◆ **Task to complete**
Transcribe every item below line for line without changing any wording, and leave the pictures out.
□ □ □ □ □ □ □
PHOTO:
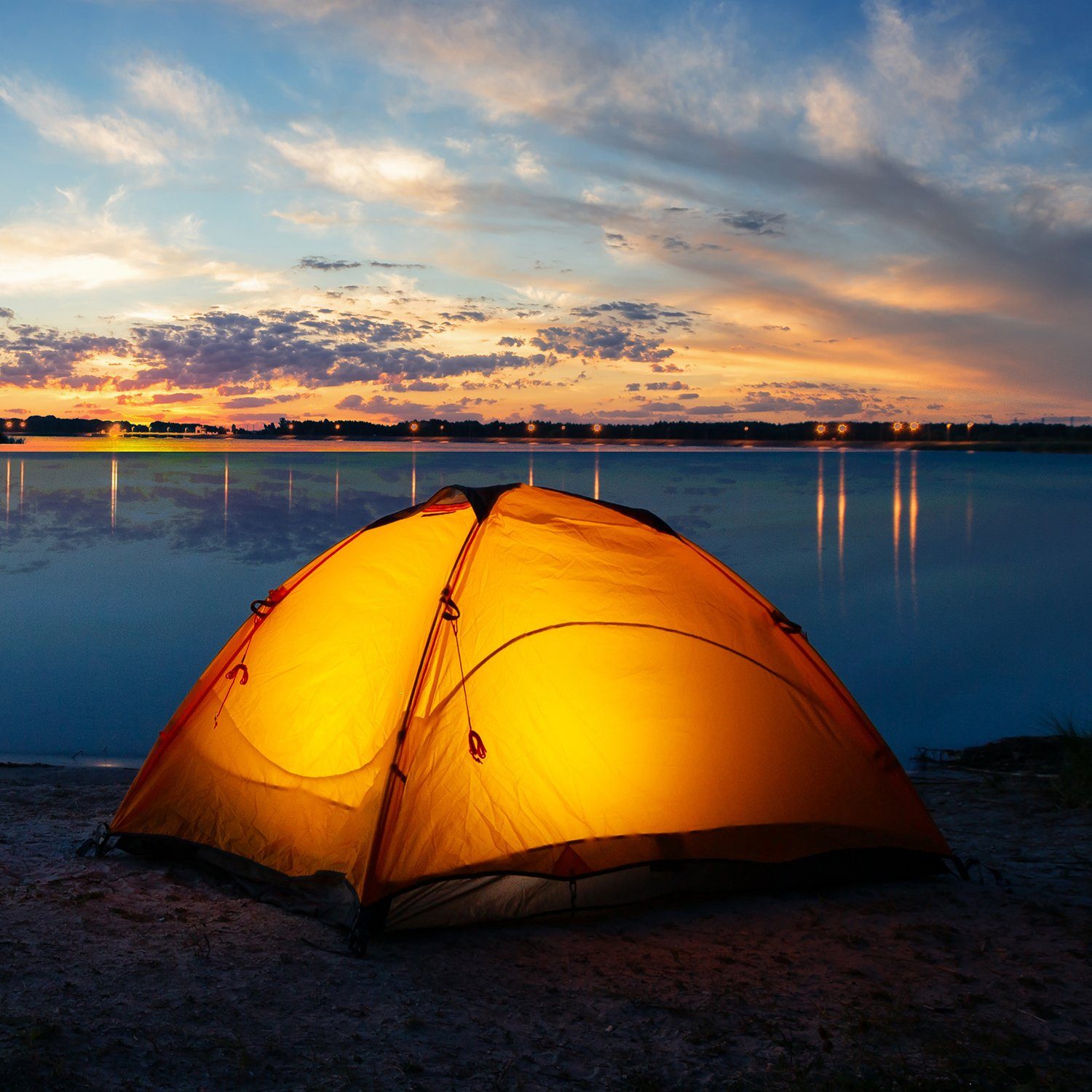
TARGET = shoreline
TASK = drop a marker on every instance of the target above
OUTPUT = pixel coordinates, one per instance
(122, 972)
(146, 443)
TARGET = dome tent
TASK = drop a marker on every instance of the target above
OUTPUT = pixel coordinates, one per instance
(513, 700)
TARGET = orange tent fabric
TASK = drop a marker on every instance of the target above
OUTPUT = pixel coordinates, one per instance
(509, 683)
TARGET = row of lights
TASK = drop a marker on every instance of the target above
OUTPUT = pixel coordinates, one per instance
(898, 426)
(415, 426)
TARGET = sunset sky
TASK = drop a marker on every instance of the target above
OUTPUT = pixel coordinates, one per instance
(617, 211)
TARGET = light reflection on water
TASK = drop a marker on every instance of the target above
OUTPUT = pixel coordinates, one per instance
(961, 580)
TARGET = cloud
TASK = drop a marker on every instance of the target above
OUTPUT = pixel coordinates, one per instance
(220, 349)
(170, 397)
(836, 117)
(325, 264)
(756, 222)
(376, 172)
(114, 138)
(39, 356)
(601, 343)
(183, 92)
(636, 312)
(256, 402)
(378, 405)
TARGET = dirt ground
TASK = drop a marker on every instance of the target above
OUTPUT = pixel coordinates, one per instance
(118, 974)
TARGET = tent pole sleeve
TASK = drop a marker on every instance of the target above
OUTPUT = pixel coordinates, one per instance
(369, 895)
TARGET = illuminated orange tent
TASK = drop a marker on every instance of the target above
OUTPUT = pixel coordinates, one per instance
(513, 700)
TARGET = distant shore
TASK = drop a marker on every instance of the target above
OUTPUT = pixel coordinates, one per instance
(151, 443)
(120, 972)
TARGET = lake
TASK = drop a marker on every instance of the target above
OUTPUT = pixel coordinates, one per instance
(949, 590)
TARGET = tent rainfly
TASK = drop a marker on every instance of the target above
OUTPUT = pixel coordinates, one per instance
(509, 701)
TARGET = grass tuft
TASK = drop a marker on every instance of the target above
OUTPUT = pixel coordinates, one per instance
(1075, 777)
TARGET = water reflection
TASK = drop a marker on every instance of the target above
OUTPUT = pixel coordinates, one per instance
(913, 531)
(72, 563)
(897, 526)
(820, 506)
(841, 526)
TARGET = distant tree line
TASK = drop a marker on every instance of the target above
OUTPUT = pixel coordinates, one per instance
(685, 432)
(50, 425)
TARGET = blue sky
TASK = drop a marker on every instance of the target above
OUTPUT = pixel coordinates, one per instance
(620, 211)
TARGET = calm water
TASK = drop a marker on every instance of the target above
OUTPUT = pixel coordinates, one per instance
(950, 591)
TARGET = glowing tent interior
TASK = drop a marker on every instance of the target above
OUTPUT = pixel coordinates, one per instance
(513, 700)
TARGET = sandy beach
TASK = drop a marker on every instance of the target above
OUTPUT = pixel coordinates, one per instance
(115, 973)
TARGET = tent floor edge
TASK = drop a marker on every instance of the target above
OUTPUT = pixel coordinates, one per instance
(500, 897)
(325, 895)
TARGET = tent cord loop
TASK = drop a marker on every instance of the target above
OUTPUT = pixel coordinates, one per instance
(452, 614)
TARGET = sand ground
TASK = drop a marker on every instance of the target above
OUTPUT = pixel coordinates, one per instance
(122, 976)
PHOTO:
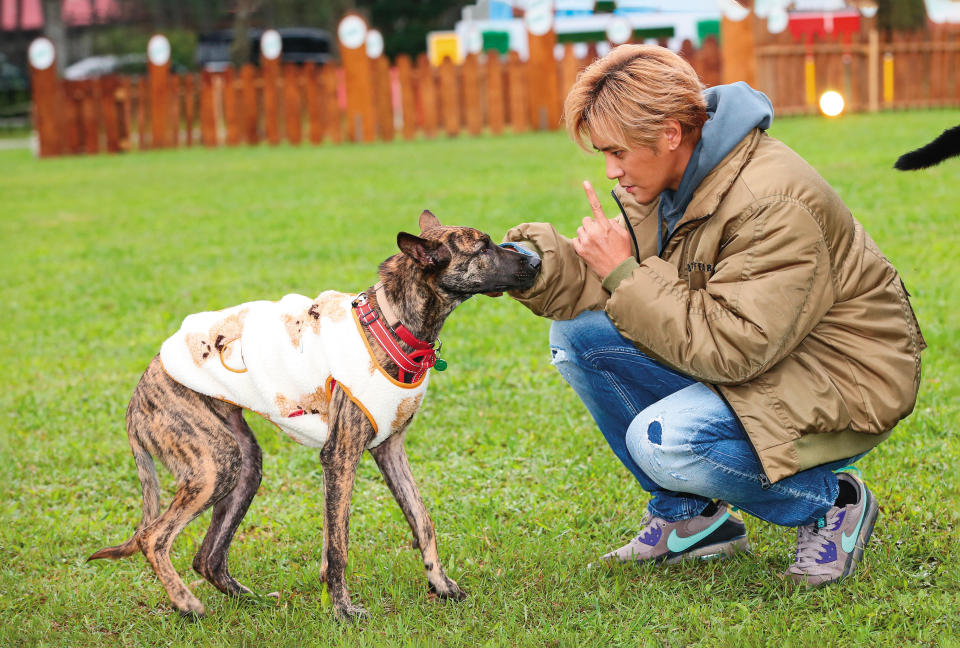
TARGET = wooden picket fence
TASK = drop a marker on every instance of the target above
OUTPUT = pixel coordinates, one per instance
(292, 103)
(899, 70)
(489, 93)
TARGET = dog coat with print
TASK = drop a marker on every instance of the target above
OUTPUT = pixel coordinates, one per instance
(280, 359)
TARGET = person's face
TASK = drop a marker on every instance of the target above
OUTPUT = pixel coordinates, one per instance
(644, 172)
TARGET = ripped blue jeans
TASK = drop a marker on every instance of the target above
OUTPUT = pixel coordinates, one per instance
(679, 439)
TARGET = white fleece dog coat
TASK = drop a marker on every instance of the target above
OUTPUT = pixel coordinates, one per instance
(280, 360)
□ □ □ □ □ □ □
◆ **Complete answer**
PHOTO:
TARGET = shoreline
TASK = drop a marker on every instance of the target above
OUTPUT = pixel coordinates, one per instance
(122, 972)
(146, 443)
TARGET = dome tent
TASK = drop a marker on every instance of the target above
OUTPUT = pixel coordinates, one per instance
(513, 700)
TARGET = orange tent fabric
TASK = drop a marker on every instance of the target above
OUTPUT = pixel coordinates, one per instance
(509, 683)
TARGET = row of lights
TASK = drop a marker on every instance of the target above
OUTPUT = pixel coordinates, one per instance
(898, 426)
(415, 426)
TARGET = sunset sky
TASK = drop a marker on every instance of the target above
OUTPUT = pixel coordinates, one per instance
(617, 211)
TARGET = light reflection on water
TASK = drop a marker on every instance of the target above
OUTPUT = pixel coordinates, one per instance
(961, 580)
TARGET = cloud
TASK = drop a marker on every instance of the target above
OUTPUT = pixel coordinates, one per instance
(220, 349)
(170, 397)
(836, 117)
(325, 264)
(756, 222)
(376, 172)
(114, 138)
(39, 356)
(601, 343)
(183, 92)
(636, 312)
(256, 402)
(378, 405)
TARGET = dirt ground
TASK = drop a marker on every instance of the target above
OUTPUT = pixel coordinates, one per instance
(118, 974)
TARGET = tent pole sleeve
TASK = drop a marker on every instance of the target above
OUTPUT = pixel coordinates, one per instance
(369, 895)
TARGET = illuminated orange tent
TASK = drop a marker on every instance of the target above
OUTPUT = pixel coordinates, one per instance
(513, 700)
TARGET = distant shore
TASK = drop a marker on every instance of the target above
OUTPUT = pixel coordinates, one per instance
(151, 443)
(120, 972)
TARGET = lake
TASK = drop a marker on every instance of the target above
OUTPUT = pixel coordinates, one per instance
(949, 590)
TARGET = tent rainfly
TASK = drop a marker on every instance of the target above
OUTPUT = pixel coordinates, one per instance
(509, 701)
TARGET = grass tuft
TASK = drop a marker on every instance of the target above
OUTPUT = pixel coordinates, one per instance
(1075, 777)
TARGET = water reflection
TASK = drop a marker on every instance of the target above
OUTPUT = pixel coordinates, one per instance
(913, 531)
(72, 563)
(897, 526)
(820, 506)
(841, 526)
TARGET = distant tree line
TASK = drop a marker on every instance of the target above
OUTPUT = pixel coordinates, one per instance
(685, 432)
(50, 425)
TARGET = blue sky
TASK = drop a marker on every instance of the target above
OUTPUT = pixel coordinates, one per instance
(620, 211)
TARGET = calm water
TASK = drop a marker on every instance of the target above
OUTPUT = pixel coordinates, one per instance
(950, 591)
TARGET = glowing tent interior
TASK = drop a marker on every instance of the target above
OUTPUT = pixel coordinates, one per instance
(513, 700)
TARGET = sandy beach
TASK = drop a marker on every instance of the target above
OUTPUT = pixel coordinates, one per instance
(115, 973)
TARGET = tent floor edge
TASK = drop a marker on every instance of the target above
OUTPUT = pixel coordinates, one per instance
(500, 897)
(325, 895)
TARGET = tent cord loop
TASK = drop a marker on every instance of the target above
OUTPUT = pixel coordinates, one per instance
(452, 614)
TARGET = sand ground
TASK = drop a marker on every instance of the target above
OUTPUT = pixel coordinates, one per instance
(122, 976)
PHOTO:
TARGET = wooden picket fence
TASK = drop a marker on every instance of the target above
OUTPUT = pixel coordinates, one per instance
(292, 103)
(899, 70)
(489, 93)
TARGET = dog coat with print
TASK = drop a marker on every instance of the target above
OUTPUT = pixel coordinates, one per instance
(280, 359)
TARGET = person's face
TASK = drop a marker on every instance of the target above
OUTPUT = pixel coordinates, one per instance
(644, 172)
TARGET = ripped blue jeans
TASK = drop a marker on every instance of the target above
OUTPUT = pixel coordinates, one per instance
(679, 439)
TARGET = white fleece dog coat
TASK = drop a marker on every instance of the target above
OUTPUT = pixel coordinates, one per instance
(280, 360)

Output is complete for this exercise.